AIM: Could you reproduce each of the following records line for line, with no changes at all?

ITEMS:
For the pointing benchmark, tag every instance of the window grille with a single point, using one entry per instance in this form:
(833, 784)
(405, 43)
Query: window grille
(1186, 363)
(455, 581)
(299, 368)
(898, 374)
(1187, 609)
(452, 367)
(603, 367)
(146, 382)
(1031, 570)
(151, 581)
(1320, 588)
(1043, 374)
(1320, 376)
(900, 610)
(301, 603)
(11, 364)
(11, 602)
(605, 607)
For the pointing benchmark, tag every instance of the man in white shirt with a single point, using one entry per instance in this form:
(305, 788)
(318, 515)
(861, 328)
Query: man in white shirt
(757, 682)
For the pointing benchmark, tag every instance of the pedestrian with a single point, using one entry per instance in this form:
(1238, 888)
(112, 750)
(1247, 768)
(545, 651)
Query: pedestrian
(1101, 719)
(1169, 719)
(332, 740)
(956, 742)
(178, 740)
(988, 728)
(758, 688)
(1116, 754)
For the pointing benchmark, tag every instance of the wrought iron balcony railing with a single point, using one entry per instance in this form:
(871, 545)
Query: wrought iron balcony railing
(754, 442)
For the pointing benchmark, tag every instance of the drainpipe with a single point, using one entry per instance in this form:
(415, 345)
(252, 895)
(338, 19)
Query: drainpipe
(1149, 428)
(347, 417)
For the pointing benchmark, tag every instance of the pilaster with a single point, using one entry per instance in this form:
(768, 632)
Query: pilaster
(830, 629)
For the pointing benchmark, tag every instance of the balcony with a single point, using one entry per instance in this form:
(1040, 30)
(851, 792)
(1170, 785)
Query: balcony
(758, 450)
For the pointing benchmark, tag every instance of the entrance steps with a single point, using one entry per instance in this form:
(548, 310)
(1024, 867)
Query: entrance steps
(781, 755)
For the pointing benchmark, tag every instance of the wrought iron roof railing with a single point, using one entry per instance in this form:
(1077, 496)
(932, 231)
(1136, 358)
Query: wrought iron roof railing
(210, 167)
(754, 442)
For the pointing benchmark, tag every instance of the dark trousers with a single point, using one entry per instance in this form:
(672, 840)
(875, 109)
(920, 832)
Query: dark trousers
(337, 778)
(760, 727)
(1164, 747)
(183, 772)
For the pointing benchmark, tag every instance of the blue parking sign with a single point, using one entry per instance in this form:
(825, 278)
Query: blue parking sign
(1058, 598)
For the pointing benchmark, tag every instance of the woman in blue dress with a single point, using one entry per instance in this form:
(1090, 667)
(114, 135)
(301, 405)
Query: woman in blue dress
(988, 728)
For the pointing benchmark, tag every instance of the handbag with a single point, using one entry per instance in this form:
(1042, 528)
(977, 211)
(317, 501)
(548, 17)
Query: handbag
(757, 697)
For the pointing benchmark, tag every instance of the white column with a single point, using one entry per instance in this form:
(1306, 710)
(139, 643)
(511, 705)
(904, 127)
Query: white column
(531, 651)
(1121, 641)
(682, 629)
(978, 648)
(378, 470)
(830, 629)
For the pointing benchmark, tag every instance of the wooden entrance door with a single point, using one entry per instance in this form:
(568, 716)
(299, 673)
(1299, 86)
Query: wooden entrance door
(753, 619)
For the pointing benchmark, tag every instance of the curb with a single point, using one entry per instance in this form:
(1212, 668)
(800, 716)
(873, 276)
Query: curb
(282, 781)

OUTPUT FOR THIS EXERCISE:
For the pointing benchmark, tag every instance of the window grille with a single point, using one entry per instance in this form:
(833, 784)
(405, 43)
Query: window grille
(1186, 363)
(455, 581)
(299, 368)
(898, 374)
(1187, 609)
(452, 367)
(603, 367)
(146, 382)
(1031, 570)
(151, 581)
(1320, 588)
(1043, 374)
(1320, 376)
(900, 610)
(301, 603)
(11, 364)
(11, 602)
(605, 607)
For the pointing benchmark, tag every instance of the man in white shirt with a single point, using one entry per instance in this form:
(305, 788)
(318, 515)
(861, 328)
Query: man in white shirt
(757, 682)
For the pointing benchmark, tag every instance of the pedestrian with a single point, using one entry per instance in this form:
(1238, 888)
(112, 750)
(1247, 768)
(545, 651)
Query: pedestrian
(1101, 719)
(1169, 719)
(332, 740)
(956, 742)
(178, 740)
(988, 728)
(758, 688)
(1116, 754)
For the pointing benchmark, tag every instance of the wrought iron balcony railing with a single point, using one entry per instance in this form:
(871, 545)
Query: wrought iron balcony railing
(754, 442)
For the pointing benchmark, tag every instance of the drainpipe with a single point, using one entry per instance in this form:
(415, 345)
(252, 895)
(338, 19)
Query: drainpipe
(1149, 428)
(347, 417)
For the pointing benchmark, tag every instance of the pilaster with a single point, using one entry per instance in this form:
(768, 632)
Query: pilaster
(830, 629)
For the pointing benchmark, tag every instance of the balcony with a single point, using one entry per instance in this form:
(1040, 30)
(851, 792)
(1170, 785)
Query: balcony
(758, 450)
For the pointing benchmark, tag every instance of the entrance steps with a single point, using one entry per instance in this form:
(548, 310)
(1024, 867)
Query: entrance steps
(781, 755)
For the pointing benchmark, tag every instance of the wrought iron roof railing with a single point, using one entry per instance in this form:
(1077, 496)
(932, 231)
(1136, 358)
Query: wrought iron roof railing
(210, 167)
(754, 442)
For the pointing benchmark, tag every instance of the dark trousers with a single point, using one entry per instance in this form:
(672, 840)
(875, 109)
(920, 832)
Query: dark trousers
(337, 778)
(760, 727)
(1164, 747)
(183, 772)
For the pointing benchmark, tag every instance of the blue parking sign with a single point, using one entry per instance in this form:
(825, 278)
Query: blue parking sign
(1058, 598)
For the pointing benchmark, tag every instance of the woman in blue dress with a single point, using one entry per instance in this form:
(1090, 667)
(114, 135)
(301, 405)
Query: woman in blue dress
(988, 728)
For the pointing benchmark, tag every instance of the handbag with a single point, using one entry per instance in this form:
(1042, 528)
(977, 211)
(317, 501)
(548, 17)
Query: handbag
(757, 697)
For the pointing benchmark, tag every instance of the white column with a single point, using one entry per instance in this form:
(1306, 710)
(139, 643)
(511, 705)
(904, 127)
Query: white column
(531, 651)
(1121, 641)
(682, 629)
(978, 648)
(378, 470)
(830, 629)
For the pointing benchmark, tag every instance of the wooden entrance door with a single point, using one entry per instance in this form:
(568, 716)
(299, 673)
(1299, 86)
Query: wooden entrance door
(753, 619)
For the pointing benchmark, tag every instance of the curb with a single point, using one entry per instance in this form:
(1212, 668)
(800, 716)
(873, 276)
Query: curb
(282, 781)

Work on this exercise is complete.